#### RECORDS FOR PROCESSING

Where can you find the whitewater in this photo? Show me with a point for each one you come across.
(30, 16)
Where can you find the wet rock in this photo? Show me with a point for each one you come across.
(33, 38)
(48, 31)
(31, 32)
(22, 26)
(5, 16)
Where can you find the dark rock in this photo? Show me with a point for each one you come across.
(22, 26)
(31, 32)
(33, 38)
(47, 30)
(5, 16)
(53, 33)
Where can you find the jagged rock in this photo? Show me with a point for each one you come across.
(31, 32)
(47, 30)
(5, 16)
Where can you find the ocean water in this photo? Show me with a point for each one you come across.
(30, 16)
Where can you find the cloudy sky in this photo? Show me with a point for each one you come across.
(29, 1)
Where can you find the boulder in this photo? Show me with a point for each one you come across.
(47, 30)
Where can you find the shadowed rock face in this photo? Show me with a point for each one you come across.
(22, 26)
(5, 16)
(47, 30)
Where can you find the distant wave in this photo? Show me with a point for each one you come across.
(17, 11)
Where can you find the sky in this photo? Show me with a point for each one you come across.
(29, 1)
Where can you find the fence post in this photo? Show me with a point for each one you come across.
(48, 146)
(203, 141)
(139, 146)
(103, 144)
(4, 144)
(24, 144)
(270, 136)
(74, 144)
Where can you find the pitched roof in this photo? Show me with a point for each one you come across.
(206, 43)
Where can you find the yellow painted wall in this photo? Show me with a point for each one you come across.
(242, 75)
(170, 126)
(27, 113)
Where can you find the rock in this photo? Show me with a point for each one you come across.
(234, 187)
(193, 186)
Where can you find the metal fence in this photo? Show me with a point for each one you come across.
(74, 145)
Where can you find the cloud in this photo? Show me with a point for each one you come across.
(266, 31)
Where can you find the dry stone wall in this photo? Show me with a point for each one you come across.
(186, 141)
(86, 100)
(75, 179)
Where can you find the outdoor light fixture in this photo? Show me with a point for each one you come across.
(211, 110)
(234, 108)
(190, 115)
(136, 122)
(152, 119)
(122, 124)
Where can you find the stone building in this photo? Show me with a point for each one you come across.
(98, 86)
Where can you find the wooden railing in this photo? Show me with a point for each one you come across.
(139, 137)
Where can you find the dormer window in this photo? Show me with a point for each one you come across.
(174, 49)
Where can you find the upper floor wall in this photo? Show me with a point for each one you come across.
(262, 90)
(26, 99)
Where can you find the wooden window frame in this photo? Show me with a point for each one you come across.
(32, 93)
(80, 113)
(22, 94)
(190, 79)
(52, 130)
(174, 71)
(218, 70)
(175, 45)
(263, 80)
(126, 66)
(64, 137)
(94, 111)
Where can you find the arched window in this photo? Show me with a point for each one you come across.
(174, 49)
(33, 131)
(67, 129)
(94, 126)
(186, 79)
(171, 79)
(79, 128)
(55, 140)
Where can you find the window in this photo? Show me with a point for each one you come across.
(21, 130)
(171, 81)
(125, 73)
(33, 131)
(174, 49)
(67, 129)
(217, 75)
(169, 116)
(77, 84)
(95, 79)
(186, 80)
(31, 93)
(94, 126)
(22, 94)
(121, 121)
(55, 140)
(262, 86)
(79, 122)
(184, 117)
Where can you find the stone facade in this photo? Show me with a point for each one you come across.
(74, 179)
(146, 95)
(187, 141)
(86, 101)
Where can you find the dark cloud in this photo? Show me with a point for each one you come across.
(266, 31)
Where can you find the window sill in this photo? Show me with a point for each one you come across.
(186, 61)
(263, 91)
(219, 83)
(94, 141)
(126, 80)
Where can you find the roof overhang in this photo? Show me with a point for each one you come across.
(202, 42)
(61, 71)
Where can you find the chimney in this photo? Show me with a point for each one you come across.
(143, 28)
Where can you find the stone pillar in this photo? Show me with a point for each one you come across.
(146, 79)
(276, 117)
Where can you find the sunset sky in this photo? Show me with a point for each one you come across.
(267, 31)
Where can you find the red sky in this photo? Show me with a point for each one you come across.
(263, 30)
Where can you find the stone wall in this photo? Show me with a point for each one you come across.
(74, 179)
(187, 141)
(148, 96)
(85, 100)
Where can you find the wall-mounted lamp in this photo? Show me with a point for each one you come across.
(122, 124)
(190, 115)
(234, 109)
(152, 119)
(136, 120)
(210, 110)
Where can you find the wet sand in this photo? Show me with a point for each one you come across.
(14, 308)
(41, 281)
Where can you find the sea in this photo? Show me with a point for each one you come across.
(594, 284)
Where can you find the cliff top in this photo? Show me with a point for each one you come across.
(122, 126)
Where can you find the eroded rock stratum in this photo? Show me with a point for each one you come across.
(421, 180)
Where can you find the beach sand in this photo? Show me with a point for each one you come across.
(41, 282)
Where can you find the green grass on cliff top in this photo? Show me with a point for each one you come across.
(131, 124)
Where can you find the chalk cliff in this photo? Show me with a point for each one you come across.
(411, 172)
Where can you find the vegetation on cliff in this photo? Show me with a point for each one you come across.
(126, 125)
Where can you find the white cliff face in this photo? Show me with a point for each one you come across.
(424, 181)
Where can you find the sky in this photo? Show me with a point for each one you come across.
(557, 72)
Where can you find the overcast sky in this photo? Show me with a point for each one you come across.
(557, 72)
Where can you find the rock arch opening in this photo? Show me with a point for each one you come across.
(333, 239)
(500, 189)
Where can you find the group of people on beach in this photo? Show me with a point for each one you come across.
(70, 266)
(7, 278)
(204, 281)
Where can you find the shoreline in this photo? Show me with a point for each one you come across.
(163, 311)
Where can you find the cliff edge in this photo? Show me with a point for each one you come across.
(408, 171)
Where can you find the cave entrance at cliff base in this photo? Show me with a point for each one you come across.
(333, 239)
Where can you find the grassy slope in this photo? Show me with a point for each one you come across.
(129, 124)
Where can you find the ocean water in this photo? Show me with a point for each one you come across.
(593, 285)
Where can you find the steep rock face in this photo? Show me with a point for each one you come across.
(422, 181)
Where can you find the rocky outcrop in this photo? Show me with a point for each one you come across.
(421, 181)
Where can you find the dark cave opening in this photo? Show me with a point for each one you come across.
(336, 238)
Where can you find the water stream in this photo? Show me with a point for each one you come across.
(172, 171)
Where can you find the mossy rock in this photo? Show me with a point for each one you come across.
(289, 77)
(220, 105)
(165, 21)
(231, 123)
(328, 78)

########

GIVEN PROBLEM
Format every line of the items above as a Markdown table with the columns Row and Entry, numbering the rows and leaving out blank lines.

CORRECT RESULT
| Row | Entry |
|---|---|
| 1 | Where can you find the whitewater in this photo? Show me with a point for each one you come across. |
| 2 | (30, 16) |
| 3 | Where can you find the wet rock in this photo? Show me with a point for each one you come across. |
| 4 | (33, 38) |
| 5 | (48, 31) |
| 6 | (31, 32) |
| 7 | (22, 26) |
| 8 | (5, 16) |
| 9 | Where can you find the dark rock in this photo? Show me with a point for each one you come across. |
| 10 | (22, 26) |
| 11 | (31, 32) |
| 12 | (33, 38) |
| 13 | (47, 30) |
| 14 | (5, 16) |
| 15 | (53, 33) |
| 16 | Where can you find the jagged rock in this photo? Show me with a point for each one you come across. |
| 17 | (31, 32) |
| 18 | (47, 30) |
| 19 | (5, 16) |
| 20 | Where can you find the ocean water in this photo? Show me with a point for each one you come across. |
| 21 | (30, 16) |
| 22 | Where can you find the cloudy sky in this photo? Show me with a point for each one you come across. |
| 23 | (29, 1) |
| 24 | Where can you find the boulder in this photo? Show me with a point for each one you come across. |
| 25 | (47, 30) |
| 26 | Where can you find the shadowed rock face in this photo? Show me with a point for each one you come across. |
| 27 | (22, 26) |
| 28 | (5, 16) |
| 29 | (47, 30) |
| 30 | Where can you find the distant wave in this photo? Show me with a point for each one you come across. |
| 31 | (17, 11) |
| 32 | Where can you find the sky in this photo? Show me with a point for each one you come across. |
| 33 | (29, 1) |
| 34 | Where can you find the fence post in this photo? Show me with a point for each one you come across. |
| 35 | (48, 146) |
| 36 | (203, 141) |
| 37 | (139, 146) |
| 38 | (103, 144) |
| 39 | (4, 144) |
| 40 | (24, 144) |
| 41 | (270, 136) |
| 42 | (74, 144) |
| 43 | Where can you find the pitched roof in this photo? Show me with a point for each one you come across. |
| 44 | (206, 43) |
| 45 | Where can you find the yellow painted wall in this photo? Show me with a point for each one you come across. |
| 46 | (242, 75) |
| 47 | (170, 126) |
| 48 | (27, 113) |
| 49 | Where can you find the rock in this photo? Show me with a point for each one you come across. |
| 50 | (234, 187) |
| 51 | (193, 186) |
| 52 | Where can you find the metal fence in this photo? Show me with a point for each one you come across. |
| 53 | (74, 145) |
| 54 | Where can you find the cloud in this photo? Show me with a point for each one you come across. |
| 55 | (266, 31) |
| 56 | Where can you find the dry stone wall in this photo? Show me with a point for each one you come across. |
| 57 | (186, 141) |
| 58 | (86, 100) |
| 59 | (75, 179) |
| 60 | Where can you find the outdoor light fixture in this photo? Show me with a point for each one you come across. |
| 61 | (211, 110) |
| 62 | (234, 108) |
| 63 | (190, 115) |
| 64 | (136, 122) |
| 65 | (152, 119) |
| 66 | (122, 124) |
| 67 | Where can you find the stone building in this photo? Show me with a point for each one you come across. |
| 68 | (98, 86) |
| 69 | Where can you find the wooden railing in this photo? Show me with a point for each one you come across. |
| 70 | (139, 137) |
| 71 | Where can you find the dormer window in this photo? Show me with a point for each one you come across. |
| 72 | (174, 49) |
| 73 | Where can you find the upper floor wall in this photo? Show me with a point for each one you come across. |
| 74 | (262, 90) |
| 75 | (26, 99) |
| 76 | Where can you find the wooden window frame in this photo? Show me with a point for each one you come across. |
| 77 | (32, 93) |
| 78 | (80, 113) |
| 79 | (22, 94) |
| 80 | (190, 79) |
| 81 | (52, 130) |
| 82 | (174, 71) |
| 83 | (218, 70) |
| 84 | (175, 45) |
| 85 | (263, 80) |
| 86 | (126, 66) |
| 87 | (64, 137) |
| 88 | (94, 111) |
| 89 | Where can you find the arched window in this photo? Show me with a point for each one you come across. |
| 90 | (174, 49) |
| 91 | (33, 131) |
| 92 | (67, 129) |
| 93 | (94, 126) |
| 94 | (186, 79) |
| 95 | (171, 79) |
| 96 | (79, 128) |
| 97 | (55, 140) |
| 98 | Where can you find the window in this photo? Show me with a point for each one you come across. |
| 99 | (21, 130) |
| 100 | (171, 81) |
| 101 | (125, 73) |
| 102 | (33, 131) |
| 103 | (174, 49) |
| 104 | (67, 129) |
| 105 | (217, 75) |
| 106 | (169, 116) |
| 107 | (77, 84) |
| 108 | (95, 79) |
| 109 | (186, 80) |
| 110 | (31, 93) |
| 111 | (94, 126) |
| 112 | (22, 94) |
| 113 | (121, 121) |
| 114 | (55, 140) |
| 115 | (262, 86) |
| 116 | (79, 122) |
| 117 | (184, 117) |
| 118 | Where can you find the stone facade in this photo? Show me with a point for each one you come across. |
| 119 | (74, 179) |
| 120 | (146, 95) |
| 121 | (187, 141) |
| 122 | (86, 101) |
| 123 | Where can you find the dark cloud in this photo? Show me with a point for each one you come across. |
| 124 | (266, 31) |
| 125 | Where can you find the window sill in this photo? Show me with a point for each one you come across. |
| 126 | (186, 61) |
| 127 | (263, 91) |
| 128 | (219, 83) |
| 129 | (94, 141) |
| 130 | (126, 80) |
| 131 | Where can you find the roof overhang in this photo? Show me with a point for each one you come across. |
| 132 | (202, 42) |
| 133 | (61, 71) |
| 134 | Where can you find the chimney in this photo? Show me with a point for each one you come across. |
| 135 | (143, 28) |
| 136 | Where can you find the stone pillar in this photo? Show me with a point for each one you come across. |
| 137 | (146, 79) |
| 138 | (276, 117) |
| 139 | Where can you find the sunset sky in this photo? Show me with a point for each one you come across. |
| 140 | (267, 31) |
| 141 | Where can you find the red sky in this photo? Show me with a point for each one you come across. |
| 142 | (263, 30) |
| 143 | Where can you find the stone wall in this photo? Show me with a point for each one you come across. |
| 144 | (74, 179) |
| 145 | (187, 141) |
| 146 | (148, 96) |
| 147 | (85, 100) |
| 148 | Where can you find the wall-mounted lamp in this photo? Show me with a point for each one you come across. |
| 149 | (122, 124) |
| 150 | (190, 115) |
| 151 | (234, 109) |
| 152 | (152, 119) |
| 153 | (136, 120) |
| 154 | (210, 110) |
| 155 | Where can you find the wet sand in this photo? Show me with a point for each one you come across. |
| 156 | (14, 308) |
| 157 | (41, 281) |
| 158 | Where can you find the sea in this photo? Show me with a point for each one you come across. |
| 159 | (594, 284) |
| 160 | Where can you find the cliff top in this photo? Show me with a point for each one you come across. |
| 161 | (122, 126) |
| 162 | Where can you find the eroded rock stratum in this photo? Show me with a point for each one you come across. |
| 163 | (421, 180) |
| 164 | Where can you find the beach sand in this photo? Show me with a point for each one you come across. |
| 165 | (41, 282) |
| 166 | Where can you find the green grass on cliff top in this photo? Show me with a point for each one you come across. |
| 167 | (131, 124) |
| 168 | Where can you find the chalk cliff in this photo? Show me with a point for each one you come across. |
| 169 | (411, 172) |
| 170 | Where can you find the vegetation on cliff in this photo? Show me with a point for each one you come across. |
| 171 | (126, 125) |
| 172 | Where can you find the white cliff face in this photo? Show me with a point for each one you come across. |
| 173 | (424, 181) |
| 174 | Where can you find the sky in this photo? Show me with a point for each one you come across. |
| 175 | (557, 72) |
| 176 | Where can you find the overcast sky in this photo? Show me with a point for each one you come across. |
| 177 | (557, 72) |
| 178 | Where can you find the rock arch opening in this photo? Show me with a point for each one you come across. |
| 179 | (333, 239) |
| 180 | (500, 189) |
| 181 | Where can you find the group of people on beach in this photo? Show me with a point for each one you come across. |
| 182 | (70, 266) |
| 183 | (7, 278) |
| 184 | (204, 281) |
| 185 | Where can you find the shoreline in this photo? Show me with a point for each one you come across. |
| 186 | (163, 311) |
| 187 | Where can you find the cliff edge in this photo? Show me with a point for each one you come across. |
| 188 | (408, 171) |
| 189 | Where can you find the cave entrance at cliff base in this photo? Show me with a point for each one you come across. |
| 190 | (333, 239) |
| 191 | Where can you find the grassy slope in this photo? Show me with a point for each one you come across. |
| 192 | (129, 124) |
| 193 | Where can you find the ocean water in this photo? Show me with a point for each one you come across. |
| 194 | (593, 285) |
| 195 | Where can you find the steep rock face in this photo? Show me with a point for each one you come across. |
| 196 | (422, 181) |
| 197 | Where can you find the rocky outcrop in this photo? Show me with a point for each one you come across. |
| 198 | (421, 181) |
| 199 | Where can you find the dark cave opening in this photo? Show me with a point for each one you come across. |
| 200 | (336, 238) |
| 201 | Where can you find the water stream in this photo? Show me with a point for each one you come across. |
| 202 | (172, 171) |
| 203 | Where can you find the mossy rock in this photo? Show me with a point for each one you come across. |
| 204 | (289, 77) |
| 205 | (220, 105) |
| 206 | (165, 21) |
| 207 | (231, 123) |
| 208 | (328, 78) |